DATA LISTING:

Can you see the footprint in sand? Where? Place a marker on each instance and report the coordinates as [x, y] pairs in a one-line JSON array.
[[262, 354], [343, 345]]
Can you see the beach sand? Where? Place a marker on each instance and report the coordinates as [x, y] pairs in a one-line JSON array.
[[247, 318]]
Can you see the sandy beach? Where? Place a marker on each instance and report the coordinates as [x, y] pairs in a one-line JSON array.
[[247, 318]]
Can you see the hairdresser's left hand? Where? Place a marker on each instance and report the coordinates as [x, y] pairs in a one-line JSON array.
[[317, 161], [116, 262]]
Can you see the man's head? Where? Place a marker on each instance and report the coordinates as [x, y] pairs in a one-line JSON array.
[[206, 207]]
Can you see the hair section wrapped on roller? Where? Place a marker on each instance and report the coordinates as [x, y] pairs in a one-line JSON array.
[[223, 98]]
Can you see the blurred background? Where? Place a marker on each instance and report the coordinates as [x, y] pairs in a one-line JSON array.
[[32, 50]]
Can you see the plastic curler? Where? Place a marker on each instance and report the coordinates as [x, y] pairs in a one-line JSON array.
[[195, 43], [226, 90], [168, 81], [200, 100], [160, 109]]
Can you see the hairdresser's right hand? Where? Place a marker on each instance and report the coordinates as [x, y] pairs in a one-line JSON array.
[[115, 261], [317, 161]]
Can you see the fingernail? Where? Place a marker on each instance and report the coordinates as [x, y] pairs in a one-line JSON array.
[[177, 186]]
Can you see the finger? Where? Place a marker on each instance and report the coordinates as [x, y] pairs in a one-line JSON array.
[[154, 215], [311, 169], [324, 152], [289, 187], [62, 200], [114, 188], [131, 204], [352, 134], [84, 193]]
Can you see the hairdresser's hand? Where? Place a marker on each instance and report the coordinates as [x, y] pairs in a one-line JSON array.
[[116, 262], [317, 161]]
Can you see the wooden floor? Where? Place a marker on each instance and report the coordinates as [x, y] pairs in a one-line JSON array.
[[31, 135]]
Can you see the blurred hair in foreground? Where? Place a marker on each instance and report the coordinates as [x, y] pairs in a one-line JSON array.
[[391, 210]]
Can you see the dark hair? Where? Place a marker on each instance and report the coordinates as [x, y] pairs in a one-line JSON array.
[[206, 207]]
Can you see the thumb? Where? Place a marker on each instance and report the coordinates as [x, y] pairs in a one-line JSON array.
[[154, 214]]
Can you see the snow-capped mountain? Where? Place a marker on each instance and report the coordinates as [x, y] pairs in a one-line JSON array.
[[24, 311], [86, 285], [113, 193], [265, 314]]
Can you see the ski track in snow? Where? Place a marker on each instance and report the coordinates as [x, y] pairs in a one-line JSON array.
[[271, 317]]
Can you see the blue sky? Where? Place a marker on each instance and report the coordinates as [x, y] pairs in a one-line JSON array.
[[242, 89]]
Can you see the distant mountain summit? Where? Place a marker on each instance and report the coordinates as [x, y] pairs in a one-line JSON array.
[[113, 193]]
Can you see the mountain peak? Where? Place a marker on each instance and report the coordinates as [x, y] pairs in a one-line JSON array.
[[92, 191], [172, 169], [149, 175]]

* * *

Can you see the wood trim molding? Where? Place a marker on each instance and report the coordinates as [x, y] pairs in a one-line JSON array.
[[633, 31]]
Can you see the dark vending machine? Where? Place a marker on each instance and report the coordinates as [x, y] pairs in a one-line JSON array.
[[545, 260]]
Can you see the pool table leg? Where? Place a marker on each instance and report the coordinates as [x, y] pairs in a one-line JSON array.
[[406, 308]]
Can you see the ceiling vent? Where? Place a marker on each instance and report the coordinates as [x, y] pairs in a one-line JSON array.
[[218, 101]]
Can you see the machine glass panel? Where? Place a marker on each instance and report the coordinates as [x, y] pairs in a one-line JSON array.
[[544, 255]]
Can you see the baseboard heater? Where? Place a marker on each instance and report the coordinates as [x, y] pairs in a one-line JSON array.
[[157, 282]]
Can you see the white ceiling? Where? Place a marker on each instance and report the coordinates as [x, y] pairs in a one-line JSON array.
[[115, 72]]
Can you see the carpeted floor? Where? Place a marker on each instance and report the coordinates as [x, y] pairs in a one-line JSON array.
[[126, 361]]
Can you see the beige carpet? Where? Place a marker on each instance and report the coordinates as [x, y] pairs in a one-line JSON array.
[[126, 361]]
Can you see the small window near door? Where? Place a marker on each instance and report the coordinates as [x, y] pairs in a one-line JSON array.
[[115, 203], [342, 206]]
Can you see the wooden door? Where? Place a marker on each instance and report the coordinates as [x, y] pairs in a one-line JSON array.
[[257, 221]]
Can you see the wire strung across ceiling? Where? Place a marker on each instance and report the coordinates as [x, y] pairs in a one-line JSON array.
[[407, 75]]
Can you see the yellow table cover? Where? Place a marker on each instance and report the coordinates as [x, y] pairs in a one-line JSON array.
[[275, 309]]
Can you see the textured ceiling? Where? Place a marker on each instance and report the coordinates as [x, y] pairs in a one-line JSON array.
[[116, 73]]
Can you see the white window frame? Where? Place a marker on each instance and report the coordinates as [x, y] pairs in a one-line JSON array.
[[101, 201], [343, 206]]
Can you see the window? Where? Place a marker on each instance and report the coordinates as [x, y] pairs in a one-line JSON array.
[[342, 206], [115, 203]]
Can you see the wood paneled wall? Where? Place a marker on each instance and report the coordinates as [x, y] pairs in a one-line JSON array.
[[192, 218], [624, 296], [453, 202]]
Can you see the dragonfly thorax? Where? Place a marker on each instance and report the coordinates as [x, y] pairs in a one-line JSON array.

---

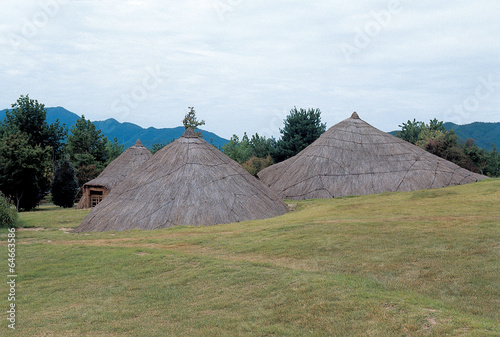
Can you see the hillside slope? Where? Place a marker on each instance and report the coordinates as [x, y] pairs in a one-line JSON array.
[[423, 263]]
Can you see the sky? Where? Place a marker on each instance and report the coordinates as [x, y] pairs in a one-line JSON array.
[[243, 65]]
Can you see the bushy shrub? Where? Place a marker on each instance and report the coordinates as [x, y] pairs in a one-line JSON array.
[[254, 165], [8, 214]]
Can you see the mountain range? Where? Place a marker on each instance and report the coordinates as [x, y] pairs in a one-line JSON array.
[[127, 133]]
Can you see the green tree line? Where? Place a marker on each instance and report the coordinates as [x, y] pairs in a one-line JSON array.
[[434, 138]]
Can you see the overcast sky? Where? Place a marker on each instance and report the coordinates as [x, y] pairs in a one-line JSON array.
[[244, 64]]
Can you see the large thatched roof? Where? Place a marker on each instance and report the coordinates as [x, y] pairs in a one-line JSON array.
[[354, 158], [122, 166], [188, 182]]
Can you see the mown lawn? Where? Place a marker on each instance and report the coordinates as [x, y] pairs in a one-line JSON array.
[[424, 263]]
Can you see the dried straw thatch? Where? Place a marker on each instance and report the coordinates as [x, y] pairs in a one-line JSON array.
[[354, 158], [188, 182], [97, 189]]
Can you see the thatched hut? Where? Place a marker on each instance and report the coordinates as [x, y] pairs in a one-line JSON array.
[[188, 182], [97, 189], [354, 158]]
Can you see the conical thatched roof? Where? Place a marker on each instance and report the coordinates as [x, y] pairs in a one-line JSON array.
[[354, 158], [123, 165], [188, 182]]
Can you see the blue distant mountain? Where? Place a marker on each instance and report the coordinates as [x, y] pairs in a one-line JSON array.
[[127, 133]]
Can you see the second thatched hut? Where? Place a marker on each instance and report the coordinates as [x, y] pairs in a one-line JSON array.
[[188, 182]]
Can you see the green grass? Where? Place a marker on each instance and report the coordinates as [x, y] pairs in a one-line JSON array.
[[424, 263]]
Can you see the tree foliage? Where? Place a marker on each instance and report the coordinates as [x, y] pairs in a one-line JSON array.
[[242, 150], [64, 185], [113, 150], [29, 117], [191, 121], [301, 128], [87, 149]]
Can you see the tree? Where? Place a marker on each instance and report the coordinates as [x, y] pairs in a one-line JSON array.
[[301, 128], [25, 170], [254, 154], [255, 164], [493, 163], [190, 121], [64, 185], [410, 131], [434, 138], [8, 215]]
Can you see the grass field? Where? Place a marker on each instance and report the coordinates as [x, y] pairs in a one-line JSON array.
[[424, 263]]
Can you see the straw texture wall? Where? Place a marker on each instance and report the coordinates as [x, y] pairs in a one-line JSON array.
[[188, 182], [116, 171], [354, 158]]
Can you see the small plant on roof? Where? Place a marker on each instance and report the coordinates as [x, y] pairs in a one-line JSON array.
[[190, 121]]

PROBLEM STATEMENT:
From the records above, copy out the line with "Can you see the white window", the line with "Can you see the dragonfly", and every line between them, word for word.

WRITTEN ANSWER:
Can you see the white window frame? Where? Place a marker on each instance and report the coordinates as [x, y] pairs in a one-line JSON array.
[[101, 201], [343, 206]]
Can you see the window? Where? Place a marker on each instance and report the coordinates as [x, y] pairs in a one-line JSON array.
[[342, 206], [115, 203]]
Can you see the wood paneled wall? Where? Place a marker on each instance and report the coordinates as [x, y] pairs in a one-line JSON array.
[[192, 218], [624, 296], [453, 202]]
Can you see the dragonfly thorax? Where? Place a marker on each instance and report the coordinates as [x, y] pairs in a one-line JSON array.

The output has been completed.